What to produce:
Go to the line that contains "Guideline: for every instance of the white t-shirt, set" and extract it along with every line after it, exactly, through the end of the data below.

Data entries

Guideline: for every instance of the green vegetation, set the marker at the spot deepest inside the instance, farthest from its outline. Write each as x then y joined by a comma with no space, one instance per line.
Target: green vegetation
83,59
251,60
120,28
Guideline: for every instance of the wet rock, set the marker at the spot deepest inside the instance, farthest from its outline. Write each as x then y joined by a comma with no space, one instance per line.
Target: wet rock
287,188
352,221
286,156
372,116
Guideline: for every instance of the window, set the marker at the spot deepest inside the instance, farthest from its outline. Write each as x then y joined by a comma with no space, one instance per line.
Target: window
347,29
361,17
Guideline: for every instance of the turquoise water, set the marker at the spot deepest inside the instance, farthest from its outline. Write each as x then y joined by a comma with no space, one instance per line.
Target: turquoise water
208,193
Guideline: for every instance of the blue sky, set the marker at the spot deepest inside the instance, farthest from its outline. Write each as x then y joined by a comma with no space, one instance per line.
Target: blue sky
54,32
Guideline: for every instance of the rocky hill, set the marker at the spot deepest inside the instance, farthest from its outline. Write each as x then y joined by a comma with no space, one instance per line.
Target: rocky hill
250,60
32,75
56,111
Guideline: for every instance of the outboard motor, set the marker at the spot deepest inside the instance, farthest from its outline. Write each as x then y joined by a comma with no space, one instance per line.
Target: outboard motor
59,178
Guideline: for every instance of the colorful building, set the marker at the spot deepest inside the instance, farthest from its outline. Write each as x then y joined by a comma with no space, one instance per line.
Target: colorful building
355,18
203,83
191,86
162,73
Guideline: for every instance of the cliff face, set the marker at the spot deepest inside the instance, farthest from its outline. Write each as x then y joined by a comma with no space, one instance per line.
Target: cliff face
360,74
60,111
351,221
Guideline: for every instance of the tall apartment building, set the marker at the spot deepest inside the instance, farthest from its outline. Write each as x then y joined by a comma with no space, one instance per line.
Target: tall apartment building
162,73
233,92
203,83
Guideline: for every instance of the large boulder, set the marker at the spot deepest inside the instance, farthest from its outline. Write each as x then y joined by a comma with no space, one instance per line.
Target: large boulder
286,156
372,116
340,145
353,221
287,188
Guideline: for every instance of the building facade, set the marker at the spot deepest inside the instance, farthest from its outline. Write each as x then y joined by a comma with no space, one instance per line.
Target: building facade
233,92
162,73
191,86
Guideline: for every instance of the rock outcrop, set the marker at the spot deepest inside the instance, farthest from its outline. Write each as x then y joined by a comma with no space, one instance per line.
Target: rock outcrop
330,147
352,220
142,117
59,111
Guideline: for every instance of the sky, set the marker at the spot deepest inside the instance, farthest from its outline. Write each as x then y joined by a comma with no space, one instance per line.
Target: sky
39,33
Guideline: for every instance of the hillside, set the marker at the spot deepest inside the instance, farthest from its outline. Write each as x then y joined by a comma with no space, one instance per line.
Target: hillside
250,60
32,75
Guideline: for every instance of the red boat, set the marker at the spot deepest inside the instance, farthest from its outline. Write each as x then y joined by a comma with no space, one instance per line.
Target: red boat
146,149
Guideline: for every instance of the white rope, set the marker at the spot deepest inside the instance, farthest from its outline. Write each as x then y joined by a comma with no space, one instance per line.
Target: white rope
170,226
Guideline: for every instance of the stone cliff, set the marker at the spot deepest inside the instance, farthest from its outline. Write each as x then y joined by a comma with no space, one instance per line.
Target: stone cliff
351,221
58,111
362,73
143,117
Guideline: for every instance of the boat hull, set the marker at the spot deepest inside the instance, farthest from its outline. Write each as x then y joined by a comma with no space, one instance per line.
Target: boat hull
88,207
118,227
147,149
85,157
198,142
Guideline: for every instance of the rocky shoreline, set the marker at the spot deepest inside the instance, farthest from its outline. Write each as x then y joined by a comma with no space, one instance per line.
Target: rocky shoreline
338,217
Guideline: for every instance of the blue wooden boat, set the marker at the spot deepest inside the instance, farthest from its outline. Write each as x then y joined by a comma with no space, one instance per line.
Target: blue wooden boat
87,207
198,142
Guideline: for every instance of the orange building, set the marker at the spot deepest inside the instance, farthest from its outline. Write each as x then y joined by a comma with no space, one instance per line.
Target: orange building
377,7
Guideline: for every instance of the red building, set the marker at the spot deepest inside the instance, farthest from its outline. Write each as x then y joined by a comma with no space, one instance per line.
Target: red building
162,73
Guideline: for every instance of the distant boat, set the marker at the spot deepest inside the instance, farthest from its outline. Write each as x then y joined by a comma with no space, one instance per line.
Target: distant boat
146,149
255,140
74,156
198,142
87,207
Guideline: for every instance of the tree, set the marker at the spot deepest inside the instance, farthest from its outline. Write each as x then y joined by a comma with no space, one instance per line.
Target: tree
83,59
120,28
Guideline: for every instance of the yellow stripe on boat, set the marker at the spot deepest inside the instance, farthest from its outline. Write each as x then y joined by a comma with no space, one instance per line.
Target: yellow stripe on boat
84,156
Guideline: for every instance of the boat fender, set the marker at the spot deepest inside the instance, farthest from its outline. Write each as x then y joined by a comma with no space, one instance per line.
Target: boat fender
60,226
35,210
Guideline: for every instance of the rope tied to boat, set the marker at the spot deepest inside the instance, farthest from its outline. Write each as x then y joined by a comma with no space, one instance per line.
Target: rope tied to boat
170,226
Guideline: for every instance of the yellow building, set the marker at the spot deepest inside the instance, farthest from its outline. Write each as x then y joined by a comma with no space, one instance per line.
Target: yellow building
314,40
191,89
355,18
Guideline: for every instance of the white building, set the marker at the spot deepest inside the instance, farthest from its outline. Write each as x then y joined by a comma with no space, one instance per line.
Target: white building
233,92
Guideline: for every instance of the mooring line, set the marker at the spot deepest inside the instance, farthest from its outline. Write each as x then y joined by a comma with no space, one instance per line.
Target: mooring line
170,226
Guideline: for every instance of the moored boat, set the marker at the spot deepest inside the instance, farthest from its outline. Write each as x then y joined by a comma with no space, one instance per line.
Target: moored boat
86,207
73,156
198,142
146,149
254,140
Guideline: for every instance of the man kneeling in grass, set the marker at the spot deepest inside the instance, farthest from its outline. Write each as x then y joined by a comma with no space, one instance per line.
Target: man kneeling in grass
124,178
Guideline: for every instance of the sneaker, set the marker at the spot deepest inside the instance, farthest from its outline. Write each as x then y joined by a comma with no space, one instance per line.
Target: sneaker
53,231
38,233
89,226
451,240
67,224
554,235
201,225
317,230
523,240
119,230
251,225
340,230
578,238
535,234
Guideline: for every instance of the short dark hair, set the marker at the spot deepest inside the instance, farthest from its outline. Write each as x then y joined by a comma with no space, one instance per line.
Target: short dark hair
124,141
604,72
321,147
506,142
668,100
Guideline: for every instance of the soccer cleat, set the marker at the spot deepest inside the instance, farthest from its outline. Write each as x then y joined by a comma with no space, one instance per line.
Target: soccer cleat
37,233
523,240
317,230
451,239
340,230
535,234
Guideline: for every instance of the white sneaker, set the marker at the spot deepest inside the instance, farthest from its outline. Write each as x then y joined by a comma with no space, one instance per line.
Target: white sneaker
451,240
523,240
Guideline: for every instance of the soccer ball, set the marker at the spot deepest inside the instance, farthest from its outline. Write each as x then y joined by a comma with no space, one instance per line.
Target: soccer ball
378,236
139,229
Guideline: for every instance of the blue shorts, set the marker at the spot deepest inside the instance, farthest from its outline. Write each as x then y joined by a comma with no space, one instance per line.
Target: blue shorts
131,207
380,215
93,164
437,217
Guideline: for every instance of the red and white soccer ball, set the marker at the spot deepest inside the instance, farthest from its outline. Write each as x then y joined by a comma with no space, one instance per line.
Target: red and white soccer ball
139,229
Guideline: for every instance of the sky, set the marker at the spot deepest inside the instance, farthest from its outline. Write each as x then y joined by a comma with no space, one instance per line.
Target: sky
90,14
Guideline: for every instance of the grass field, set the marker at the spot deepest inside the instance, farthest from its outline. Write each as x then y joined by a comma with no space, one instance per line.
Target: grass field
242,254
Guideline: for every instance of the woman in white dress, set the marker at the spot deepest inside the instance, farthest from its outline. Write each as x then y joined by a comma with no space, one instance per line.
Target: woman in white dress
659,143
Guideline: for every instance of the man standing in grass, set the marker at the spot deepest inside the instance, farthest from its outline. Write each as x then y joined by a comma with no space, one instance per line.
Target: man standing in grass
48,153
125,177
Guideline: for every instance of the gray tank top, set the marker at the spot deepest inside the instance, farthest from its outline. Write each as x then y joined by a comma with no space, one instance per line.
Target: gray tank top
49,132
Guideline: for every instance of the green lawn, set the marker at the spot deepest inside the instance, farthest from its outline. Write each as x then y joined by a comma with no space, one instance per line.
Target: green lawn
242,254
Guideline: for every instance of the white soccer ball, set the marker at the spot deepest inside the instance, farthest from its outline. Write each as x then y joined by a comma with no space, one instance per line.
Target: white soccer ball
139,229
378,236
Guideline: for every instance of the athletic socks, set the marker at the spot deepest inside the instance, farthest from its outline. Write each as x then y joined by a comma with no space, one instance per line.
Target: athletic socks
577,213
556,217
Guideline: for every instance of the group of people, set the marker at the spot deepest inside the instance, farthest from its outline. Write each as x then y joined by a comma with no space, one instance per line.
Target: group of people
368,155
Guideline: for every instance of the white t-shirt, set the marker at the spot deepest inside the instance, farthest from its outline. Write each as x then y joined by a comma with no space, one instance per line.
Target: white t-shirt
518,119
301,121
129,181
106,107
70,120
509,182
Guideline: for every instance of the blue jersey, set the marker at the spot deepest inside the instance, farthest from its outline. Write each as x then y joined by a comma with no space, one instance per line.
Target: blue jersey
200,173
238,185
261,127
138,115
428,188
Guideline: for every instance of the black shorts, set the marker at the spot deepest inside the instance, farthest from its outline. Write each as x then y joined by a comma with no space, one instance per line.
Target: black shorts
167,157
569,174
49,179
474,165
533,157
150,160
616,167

Answer to this problem:
Guideline: for every instance of the white t-shirt, set the marker at the spot deepest inside the instance, farthest from its outline. Write each as x then y joined by a comma with no space, one instance per line.
Target: white t-shirt
518,119
301,121
129,181
106,107
70,120
509,182
Guideline: for every instance of the blue jersey, set the marker at the spot deepest inside the instance, farthest from its outline. Write each as x then y joined by a comma with no space, one instance per line.
Target: blue jersey
200,173
238,185
261,127
138,115
428,188
Guideline: for every instance of the black shorts, set the marker at the spot deepest inside the instance, farthest from its outline. Write each as x then y joined by a comma with no space, one instance per line.
Target: black shorts
167,157
569,174
49,179
474,165
533,157
150,160
616,167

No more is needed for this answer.